Directions: In the text on 19th-century women poisoners, list the labels used in Mary Bateman's summary profile.

Text excerpt:

++++++++++++++++++++

Lady Killers of the 19th Century: Women Who Poisoned (Part 1)

The history of women who killed with poison is a long and winding one. Poison was often the method of choice for females because it was less violent and required no physical strength (like, say, a garroting or stabbing). Fortunately for these femme fatales, poison was cheap, easy to get, and administer—especially to unsuspecting victims. While researching the real-life case of the condemned woman at the heart of my historical novel, The Arsenic Eater’s Wife, I read the tales of many such women.

Like the story that unfolds in my book, these cases have elements of greed, betrayal, and revenge. And, in some instances, not a little gender bias when it came to how the law viewed women on trial for fatal poisonings vs the same acts committed by men. Grrrr.


Here is Part 1 of a blog series about some of the most notorious poisonings, all committed by women. The five cases profiled below took place during the first half of the 19th century.


The Yorkshire Witch


Who: Mary Bateman

When: 1809

Poison: Mercury chloride, arsenic

Motive: Greed

Result: Hanged

Interesting Fact: After she was executed, portions of Mary’s skin were sold to ward off evil

 

Mary Bateman was born into poverty. From her earliest years, she made her living as a petty thief, often using her position as a domestic to steal from her employers. It was when she graduated to soothsaying (some accounts say sorcery) that her most serious crimes unfolded. She managed to befriend a couple named William and Rebecca Perigo who had come to her because Rebecca had an ailment that was troubling her (some accounts say she’d come to reverse a curse put on her by a neighbor, others that it was William’s health that brought them to Mary). She convinced the couple she could help them. In short order, the clever con artist managed to swindle the Perigos out of large sums of money. She did this, in part, by telling them an (imaginary) spirit medium that Mary knew (who conveniently lived some distance away) named Mrs. Blythe had great powers that could assist them.

++++++++++++++++++++

Provided data:
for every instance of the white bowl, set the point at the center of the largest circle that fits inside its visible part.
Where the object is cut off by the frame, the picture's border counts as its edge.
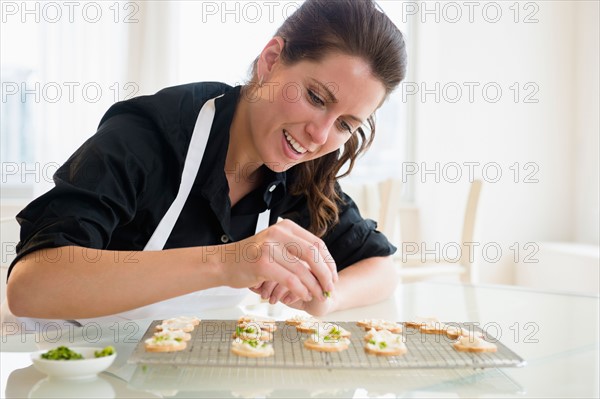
(85, 368)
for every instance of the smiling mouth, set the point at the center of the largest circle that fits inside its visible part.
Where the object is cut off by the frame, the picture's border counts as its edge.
(294, 144)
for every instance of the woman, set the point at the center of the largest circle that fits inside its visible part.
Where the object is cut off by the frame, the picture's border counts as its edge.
(197, 176)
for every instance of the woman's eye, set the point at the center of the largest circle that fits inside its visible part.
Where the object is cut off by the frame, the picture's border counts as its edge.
(315, 99)
(343, 126)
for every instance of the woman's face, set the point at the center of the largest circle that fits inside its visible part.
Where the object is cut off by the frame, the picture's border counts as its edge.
(309, 109)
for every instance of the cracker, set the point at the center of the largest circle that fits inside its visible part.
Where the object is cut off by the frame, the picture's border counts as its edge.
(260, 349)
(165, 348)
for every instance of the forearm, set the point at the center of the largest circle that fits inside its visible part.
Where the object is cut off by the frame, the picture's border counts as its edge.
(75, 282)
(367, 282)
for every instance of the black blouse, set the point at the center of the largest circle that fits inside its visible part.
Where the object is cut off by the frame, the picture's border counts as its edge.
(114, 190)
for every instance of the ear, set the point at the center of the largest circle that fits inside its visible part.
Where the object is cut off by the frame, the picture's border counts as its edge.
(269, 57)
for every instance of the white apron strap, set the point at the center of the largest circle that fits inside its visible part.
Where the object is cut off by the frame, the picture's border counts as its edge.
(205, 299)
(191, 167)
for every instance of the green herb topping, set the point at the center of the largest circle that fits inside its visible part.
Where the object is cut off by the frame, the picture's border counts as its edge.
(109, 350)
(61, 353)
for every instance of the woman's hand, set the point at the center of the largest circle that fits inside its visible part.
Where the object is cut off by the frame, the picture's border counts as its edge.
(277, 293)
(284, 254)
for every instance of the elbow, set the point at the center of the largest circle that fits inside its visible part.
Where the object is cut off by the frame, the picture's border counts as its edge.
(19, 288)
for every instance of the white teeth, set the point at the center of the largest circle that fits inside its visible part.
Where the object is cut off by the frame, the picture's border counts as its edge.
(294, 143)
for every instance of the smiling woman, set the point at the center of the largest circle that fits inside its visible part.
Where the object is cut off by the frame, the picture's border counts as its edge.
(196, 177)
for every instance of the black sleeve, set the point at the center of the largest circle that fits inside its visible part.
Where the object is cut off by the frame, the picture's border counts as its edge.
(95, 190)
(353, 238)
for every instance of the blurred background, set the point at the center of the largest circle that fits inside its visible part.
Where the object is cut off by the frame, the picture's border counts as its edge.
(505, 93)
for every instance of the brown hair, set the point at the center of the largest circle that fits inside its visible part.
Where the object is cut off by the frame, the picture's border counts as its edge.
(355, 28)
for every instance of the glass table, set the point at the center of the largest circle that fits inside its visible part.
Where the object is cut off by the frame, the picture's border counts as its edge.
(556, 334)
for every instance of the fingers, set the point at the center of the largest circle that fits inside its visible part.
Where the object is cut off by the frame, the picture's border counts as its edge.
(267, 289)
(311, 251)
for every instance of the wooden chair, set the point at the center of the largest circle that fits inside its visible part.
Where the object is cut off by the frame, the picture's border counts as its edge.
(380, 201)
(422, 265)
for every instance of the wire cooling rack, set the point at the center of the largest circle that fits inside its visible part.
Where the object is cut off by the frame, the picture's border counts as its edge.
(211, 346)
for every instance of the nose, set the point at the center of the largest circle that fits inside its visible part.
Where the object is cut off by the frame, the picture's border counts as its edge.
(318, 129)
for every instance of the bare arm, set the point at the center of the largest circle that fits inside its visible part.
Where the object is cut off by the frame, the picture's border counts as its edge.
(75, 282)
(364, 283)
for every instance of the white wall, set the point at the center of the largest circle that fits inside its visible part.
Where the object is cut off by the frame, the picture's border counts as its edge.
(556, 137)
(587, 122)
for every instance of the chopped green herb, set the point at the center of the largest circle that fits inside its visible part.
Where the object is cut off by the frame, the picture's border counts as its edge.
(61, 353)
(109, 350)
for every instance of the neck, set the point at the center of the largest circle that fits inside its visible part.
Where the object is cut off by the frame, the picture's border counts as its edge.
(242, 159)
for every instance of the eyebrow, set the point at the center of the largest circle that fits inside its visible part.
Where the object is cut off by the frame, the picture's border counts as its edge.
(332, 98)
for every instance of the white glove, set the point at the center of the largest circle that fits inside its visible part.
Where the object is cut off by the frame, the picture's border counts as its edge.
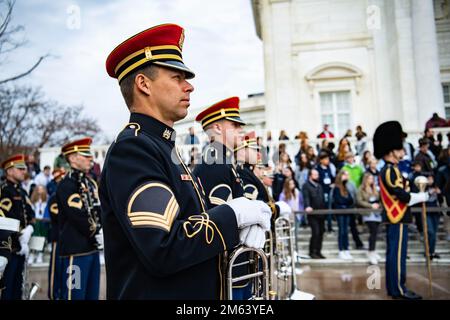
(26, 234)
(25, 249)
(99, 239)
(285, 209)
(3, 263)
(418, 198)
(250, 212)
(253, 237)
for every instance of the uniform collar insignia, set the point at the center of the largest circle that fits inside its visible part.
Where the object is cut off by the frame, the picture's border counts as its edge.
(153, 126)
(167, 134)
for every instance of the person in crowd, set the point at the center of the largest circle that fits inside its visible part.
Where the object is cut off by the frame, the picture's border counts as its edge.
(432, 217)
(313, 198)
(281, 174)
(330, 149)
(285, 160)
(434, 148)
(294, 198)
(191, 138)
(354, 170)
(342, 199)
(28, 184)
(426, 161)
(366, 157)
(436, 122)
(326, 180)
(326, 133)
(61, 162)
(302, 170)
(368, 197)
(283, 136)
(372, 169)
(361, 143)
(443, 177)
(311, 155)
(343, 149)
(277, 152)
(416, 171)
(32, 166)
(43, 177)
(409, 148)
(95, 172)
(264, 150)
(42, 224)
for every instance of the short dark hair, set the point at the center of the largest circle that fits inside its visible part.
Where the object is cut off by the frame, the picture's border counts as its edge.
(323, 155)
(423, 142)
(127, 84)
(310, 171)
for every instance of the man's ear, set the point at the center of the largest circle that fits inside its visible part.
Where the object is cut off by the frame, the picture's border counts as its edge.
(143, 84)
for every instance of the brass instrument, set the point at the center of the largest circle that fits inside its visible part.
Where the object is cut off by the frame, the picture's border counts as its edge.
(259, 273)
(284, 256)
(28, 289)
(90, 202)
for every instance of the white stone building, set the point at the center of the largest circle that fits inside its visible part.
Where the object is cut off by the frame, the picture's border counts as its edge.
(345, 63)
(353, 62)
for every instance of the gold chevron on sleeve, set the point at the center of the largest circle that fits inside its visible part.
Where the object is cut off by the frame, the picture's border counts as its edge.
(153, 219)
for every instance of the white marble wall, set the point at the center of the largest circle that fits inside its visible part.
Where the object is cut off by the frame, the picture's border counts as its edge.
(398, 60)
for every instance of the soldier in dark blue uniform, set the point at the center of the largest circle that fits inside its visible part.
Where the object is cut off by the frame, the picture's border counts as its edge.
(15, 204)
(218, 172)
(247, 156)
(55, 267)
(161, 239)
(79, 225)
(8, 227)
(396, 198)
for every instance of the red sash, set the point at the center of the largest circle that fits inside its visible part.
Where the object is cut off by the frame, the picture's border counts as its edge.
(395, 210)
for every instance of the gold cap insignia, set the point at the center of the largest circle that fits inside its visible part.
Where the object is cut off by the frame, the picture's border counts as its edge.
(148, 53)
(167, 134)
(181, 41)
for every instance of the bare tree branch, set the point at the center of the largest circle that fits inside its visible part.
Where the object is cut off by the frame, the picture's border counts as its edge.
(26, 72)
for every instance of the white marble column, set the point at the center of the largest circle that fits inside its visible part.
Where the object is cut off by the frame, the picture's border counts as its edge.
(426, 60)
(406, 85)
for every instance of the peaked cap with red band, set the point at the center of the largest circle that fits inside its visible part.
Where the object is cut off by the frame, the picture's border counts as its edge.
(225, 109)
(249, 141)
(160, 45)
(17, 161)
(82, 146)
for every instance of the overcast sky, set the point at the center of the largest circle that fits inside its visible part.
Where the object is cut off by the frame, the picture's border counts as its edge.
(221, 46)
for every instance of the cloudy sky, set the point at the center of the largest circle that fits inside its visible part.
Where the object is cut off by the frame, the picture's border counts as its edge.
(221, 46)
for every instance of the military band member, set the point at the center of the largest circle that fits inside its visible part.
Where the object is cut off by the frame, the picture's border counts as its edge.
(8, 227)
(55, 266)
(397, 199)
(15, 204)
(79, 225)
(218, 172)
(161, 240)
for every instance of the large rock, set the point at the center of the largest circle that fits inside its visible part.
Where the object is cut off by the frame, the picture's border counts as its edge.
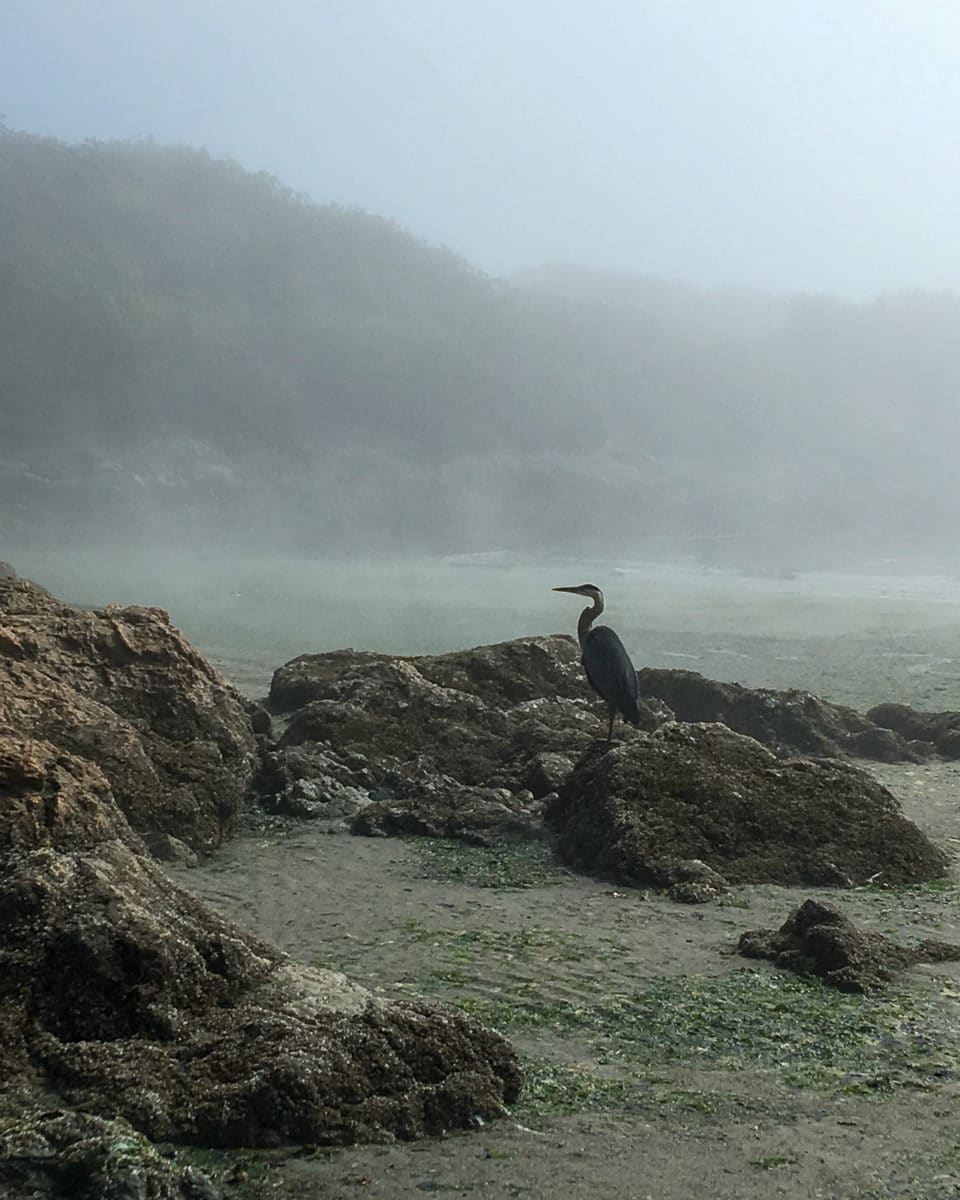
(940, 730)
(453, 744)
(123, 996)
(125, 690)
(636, 810)
(54, 1151)
(786, 721)
(819, 940)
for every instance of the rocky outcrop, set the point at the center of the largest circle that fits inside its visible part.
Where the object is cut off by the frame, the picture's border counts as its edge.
(789, 723)
(123, 689)
(124, 997)
(639, 810)
(457, 744)
(66, 1153)
(937, 730)
(819, 940)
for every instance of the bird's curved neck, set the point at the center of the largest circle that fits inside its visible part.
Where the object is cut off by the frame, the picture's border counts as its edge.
(587, 618)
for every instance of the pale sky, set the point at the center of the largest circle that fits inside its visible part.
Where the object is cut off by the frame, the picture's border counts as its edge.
(811, 144)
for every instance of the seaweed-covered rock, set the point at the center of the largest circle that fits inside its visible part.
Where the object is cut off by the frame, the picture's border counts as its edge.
(64, 1153)
(817, 939)
(630, 811)
(786, 721)
(129, 999)
(125, 690)
(941, 731)
(448, 743)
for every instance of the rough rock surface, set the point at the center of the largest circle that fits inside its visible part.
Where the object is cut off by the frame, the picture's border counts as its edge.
(123, 996)
(459, 744)
(635, 811)
(67, 1153)
(940, 730)
(786, 721)
(817, 939)
(125, 690)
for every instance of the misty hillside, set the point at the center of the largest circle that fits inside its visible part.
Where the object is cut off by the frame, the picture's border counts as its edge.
(189, 351)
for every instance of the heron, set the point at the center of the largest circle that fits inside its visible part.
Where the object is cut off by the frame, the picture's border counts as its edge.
(609, 669)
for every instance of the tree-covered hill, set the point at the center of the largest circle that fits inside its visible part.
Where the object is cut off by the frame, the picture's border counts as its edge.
(187, 348)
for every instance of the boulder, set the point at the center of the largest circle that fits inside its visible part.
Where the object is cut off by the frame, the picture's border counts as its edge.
(940, 731)
(124, 997)
(65, 1153)
(123, 689)
(819, 940)
(633, 811)
(786, 721)
(450, 744)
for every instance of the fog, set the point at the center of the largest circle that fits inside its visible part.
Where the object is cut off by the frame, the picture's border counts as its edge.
(783, 147)
(849, 637)
(648, 288)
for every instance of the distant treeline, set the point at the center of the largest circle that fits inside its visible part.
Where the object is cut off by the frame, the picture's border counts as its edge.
(184, 343)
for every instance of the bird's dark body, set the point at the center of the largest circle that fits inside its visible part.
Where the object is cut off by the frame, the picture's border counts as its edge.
(610, 671)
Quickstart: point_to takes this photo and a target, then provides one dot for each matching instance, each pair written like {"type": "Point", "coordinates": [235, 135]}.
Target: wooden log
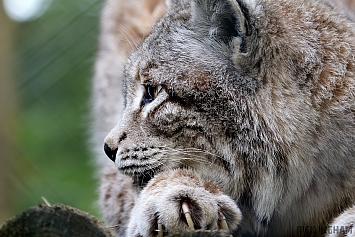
{"type": "Point", "coordinates": [56, 221]}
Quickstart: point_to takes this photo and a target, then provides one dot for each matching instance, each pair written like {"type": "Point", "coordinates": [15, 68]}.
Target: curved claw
{"type": "Point", "coordinates": [160, 230]}
{"type": "Point", "coordinates": [187, 213]}
{"type": "Point", "coordinates": [222, 223]}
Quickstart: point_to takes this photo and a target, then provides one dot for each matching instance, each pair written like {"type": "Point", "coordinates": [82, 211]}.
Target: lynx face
{"type": "Point", "coordinates": [186, 101]}
{"type": "Point", "coordinates": [253, 96]}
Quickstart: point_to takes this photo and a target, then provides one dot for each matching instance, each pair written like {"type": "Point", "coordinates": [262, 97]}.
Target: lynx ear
{"type": "Point", "coordinates": [173, 4]}
{"type": "Point", "coordinates": [222, 19]}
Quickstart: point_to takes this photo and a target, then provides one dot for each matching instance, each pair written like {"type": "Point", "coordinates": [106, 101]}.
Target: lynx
{"type": "Point", "coordinates": [243, 111]}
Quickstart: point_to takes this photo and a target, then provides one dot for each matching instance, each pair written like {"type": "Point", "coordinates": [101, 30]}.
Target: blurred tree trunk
{"type": "Point", "coordinates": [7, 105]}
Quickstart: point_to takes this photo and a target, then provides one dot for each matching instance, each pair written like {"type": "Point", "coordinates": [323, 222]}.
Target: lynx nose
{"type": "Point", "coordinates": [111, 153]}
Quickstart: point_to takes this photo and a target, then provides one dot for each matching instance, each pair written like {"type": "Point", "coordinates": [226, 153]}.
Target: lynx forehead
{"type": "Point", "coordinates": [254, 98]}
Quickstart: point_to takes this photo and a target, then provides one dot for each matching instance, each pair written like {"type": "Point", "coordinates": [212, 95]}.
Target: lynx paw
{"type": "Point", "coordinates": [343, 225]}
{"type": "Point", "coordinates": [179, 201]}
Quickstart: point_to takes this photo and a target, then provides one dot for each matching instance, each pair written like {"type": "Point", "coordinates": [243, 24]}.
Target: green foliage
{"type": "Point", "coordinates": [55, 56]}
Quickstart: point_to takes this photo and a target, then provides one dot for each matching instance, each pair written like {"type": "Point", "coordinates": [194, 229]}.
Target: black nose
{"type": "Point", "coordinates": [110, 152]}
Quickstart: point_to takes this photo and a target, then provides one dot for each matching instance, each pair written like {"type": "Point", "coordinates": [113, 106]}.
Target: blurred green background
{"type": "Point", "coordinates": [46, 65]}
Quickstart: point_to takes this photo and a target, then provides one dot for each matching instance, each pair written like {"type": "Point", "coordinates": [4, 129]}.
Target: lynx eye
{"type": "Point", "coordinates": [151, 92]}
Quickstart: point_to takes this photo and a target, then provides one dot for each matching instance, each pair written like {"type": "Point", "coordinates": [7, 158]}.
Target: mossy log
{"type": "Point", "coordinates": [65, 221]}
{"type": "Point", "coordinates": [55, 221]}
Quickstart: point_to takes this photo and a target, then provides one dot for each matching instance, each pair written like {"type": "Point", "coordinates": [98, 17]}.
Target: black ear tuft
{"type": "Point", "coordinates": [174, 4]}
{"type": "Point", "coordinates": [222, 19]}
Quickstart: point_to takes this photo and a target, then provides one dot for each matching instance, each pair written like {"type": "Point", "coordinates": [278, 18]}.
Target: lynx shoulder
{"type": "Point", "coordinates": [240, 108]}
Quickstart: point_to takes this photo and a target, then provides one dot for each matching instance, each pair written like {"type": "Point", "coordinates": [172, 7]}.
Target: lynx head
{"type": "Point", "coordinates": [187, 94]}
{"type": "Point", "coordinates": [204, 92]}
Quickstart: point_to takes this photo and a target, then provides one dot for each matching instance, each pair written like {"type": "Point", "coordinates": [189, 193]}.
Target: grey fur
{"type": "Point", "coordinates": [258, 99]}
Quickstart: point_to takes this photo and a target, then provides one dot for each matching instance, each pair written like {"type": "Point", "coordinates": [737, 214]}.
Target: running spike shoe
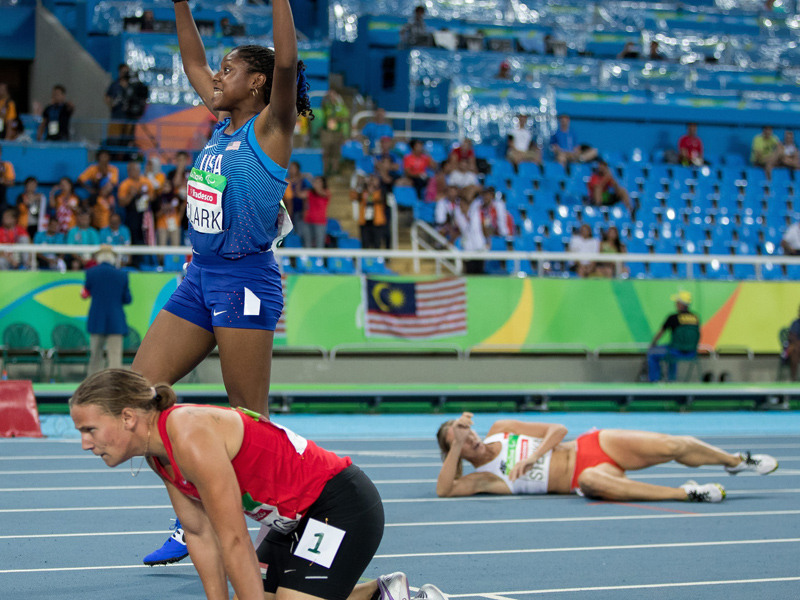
{"type": "Point", "coordinates": [394, 587]}
{"type": "Point", "coordinates": [173, 550]}
{"type": "Point", "coordinates": [708, 492]}
{"type": "Point", "coordinates": [763, 464]}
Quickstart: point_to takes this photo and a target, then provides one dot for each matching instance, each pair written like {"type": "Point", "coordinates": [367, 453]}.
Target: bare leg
{"type": "Point", "coordinates": [609, 483]}
{"type": "Point", "coordinates": [634, 450]}
{"type": "Point", "coordinates": [363, 591]}
{"type": "Point", "coordinates": [246, 359]}
{"type": "Point", "coordinates": [171, 348]}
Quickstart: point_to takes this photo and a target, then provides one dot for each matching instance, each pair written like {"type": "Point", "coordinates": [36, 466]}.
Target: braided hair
{"type": "Point", "coordinates": [262, 60]}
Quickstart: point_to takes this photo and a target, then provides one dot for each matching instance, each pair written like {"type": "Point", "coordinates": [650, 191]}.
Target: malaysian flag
{"type": "Point", "coordinates": [424, 310]}
{"type": "Point", "coordinates": [280, 328]}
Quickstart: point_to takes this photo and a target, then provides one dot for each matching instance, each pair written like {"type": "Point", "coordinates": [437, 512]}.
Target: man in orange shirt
{"type": "Point", "coordinates": [7, 178]}
{"type": "Point", "coordinates": [97, 175]}
{"type": "Point", "coordinates": [135, 195]}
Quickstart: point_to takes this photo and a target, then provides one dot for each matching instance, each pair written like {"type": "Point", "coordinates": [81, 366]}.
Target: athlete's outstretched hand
{"type": "Point", "coordinates": [461, 427]}
{"type": "Point", "coordinates": [520, 469]}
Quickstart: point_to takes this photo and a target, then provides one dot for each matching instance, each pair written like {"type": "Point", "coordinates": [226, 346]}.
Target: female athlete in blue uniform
{"type": "Point", "coordinates": [231, 296]}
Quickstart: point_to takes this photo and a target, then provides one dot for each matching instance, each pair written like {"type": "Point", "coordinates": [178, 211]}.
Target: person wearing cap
{"type": "Point", "coordinates": [679, 320]}
{"type": "Point", "coordinates": [108, 287]}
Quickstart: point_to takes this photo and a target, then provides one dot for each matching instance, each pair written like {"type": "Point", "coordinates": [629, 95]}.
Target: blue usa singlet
{"type": "Point", "coordinates": [234, 194]}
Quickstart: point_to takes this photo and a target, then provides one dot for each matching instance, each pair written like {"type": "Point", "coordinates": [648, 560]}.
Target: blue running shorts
{"type": "Point", "coordinates": [242, 294]}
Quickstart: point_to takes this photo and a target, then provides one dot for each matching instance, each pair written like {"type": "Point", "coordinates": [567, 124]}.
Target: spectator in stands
{"type": "Point", "coordinates": [97, 175]}
{"type": "Point", "coordinates": [83, 234]}
{"type": "Point", "coordinates": [655, 51]}
{"type": "Point", "coordinates": [52, 262]}
{"type": "Point", "coordinates": [465, 180]}
{"type": "Point", "coordinates": [792, 350]}
{"type": "Point", "coordinates": [504, 72]}
{"type": "Point", "coordinates": [585, 242]}
{"type": "Point", "coordinates": [296, 196]}
{"type": "Point", "coordinates": [135, 195]}
{"type": "Point", "coordinates": [564, 146]}
{"type": "Point", "coordinates": [415, 32]}
{"type": "Point", "coordinates": [628, 52]}
{"type": "Point", "coordinates": [690, 147]}
{"type": "Point", "coordinates": [108, 287]}
{"type": "Point", "coordinates": [522, 147]}
{"type": "Point", "coordinates": [116, 234]}
{"type": "Point", "coordinates": [791, 239]}
{"type": "Point", "coordinates": [152, 170]}
{"type": "Point", "coordinates": [445, 214]}
{"type": "Point", "coordinates": [463, 151]}
{"type": "Point", "coordinates": [611, 244]}
{"type": "Point", "coordinates": [167, 210]}
{"type": "Point", "coordinates": [8, 114]}
{"type": "Point", "coordinates": [11, 233]}
{"type": "Point", "coordinates": [373, 215]}
{"type": "Point", "coordinates": [103, 206]}
{"type": "Point", "coordinates": [56, 116]}
{"type": "Point", "coordinates": [680, 322]}
{"type": "Point", "coordinates": [766, 150]}
{"type": "Point", "coordinates": [605, 190]}
{"type": "Point", "coordinates": [315, 218]}
{"type": "Point", "coordinates": [32, 208]}
{"type": "Point", "coordinates": [375, 131]}
{"type": "Point", "coordinates": [335, 129]}
{"type": "Point", "coordinates": [65, 204]}
{"type": "Point", "coordinates": [790, 157]}
{"type": "Point", "coordinates": [7, 179]}
{"type": "Point", "coordinates": [416, 165]}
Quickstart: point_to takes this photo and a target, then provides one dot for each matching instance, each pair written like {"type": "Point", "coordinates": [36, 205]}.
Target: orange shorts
{"type": "Point", "coordinates": [588, 453]}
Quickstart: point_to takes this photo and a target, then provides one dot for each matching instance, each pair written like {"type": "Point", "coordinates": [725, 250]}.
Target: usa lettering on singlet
{"type": "Point", "coordinates": [233, 195]}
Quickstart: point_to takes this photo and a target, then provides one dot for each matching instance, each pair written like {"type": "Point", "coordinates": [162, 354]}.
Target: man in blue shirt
{"type": "Point", "coordinates": [85, 235]}
{"type": "Point", "coordinates": [375, 130]}
{"type": "Point", "coordinates": [565, 147]}
{"type": "Point", "coordinates": [106, 324]}
{"type": "Point", "coordinates": [50, 236]}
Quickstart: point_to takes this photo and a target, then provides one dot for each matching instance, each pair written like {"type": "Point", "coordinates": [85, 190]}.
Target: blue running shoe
{"type": "Point", "coordinates": [173, 550]}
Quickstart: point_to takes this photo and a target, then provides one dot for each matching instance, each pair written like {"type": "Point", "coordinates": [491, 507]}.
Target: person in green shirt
{"type": "Point", "coordinates": [766, 150]}
{"type": "Point", "coordinates": [335, 130]}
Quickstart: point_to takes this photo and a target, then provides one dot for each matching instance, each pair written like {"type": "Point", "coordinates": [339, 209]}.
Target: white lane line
{"type": "Point", "coordinates": [648, 517]}
{"type": "Point", "coordinates": [437, 465]}
{"type": "Point", "coordinates": [643, 586]}
{"type": "Point", "coordinates": [62, 569]}
{"type": "Point", "coordinates": [104, 488]}
{"type": "Point", "coordinates": [594, 548]}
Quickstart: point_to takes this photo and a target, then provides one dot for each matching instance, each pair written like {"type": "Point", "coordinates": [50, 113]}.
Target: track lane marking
{"type": "Point", "coordinates": [643, 586]}
{"type": "Point", "coordinates": [541, 520]}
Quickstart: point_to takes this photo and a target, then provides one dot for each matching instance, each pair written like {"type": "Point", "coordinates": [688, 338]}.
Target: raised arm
{"type": "Point", "coordinates": [275, 125]}
{"type": "Point", "coordinates": [193, 55]}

++++++++++++++++++++

The output: Who, When, Poison, Motive, Result, Interesting Fact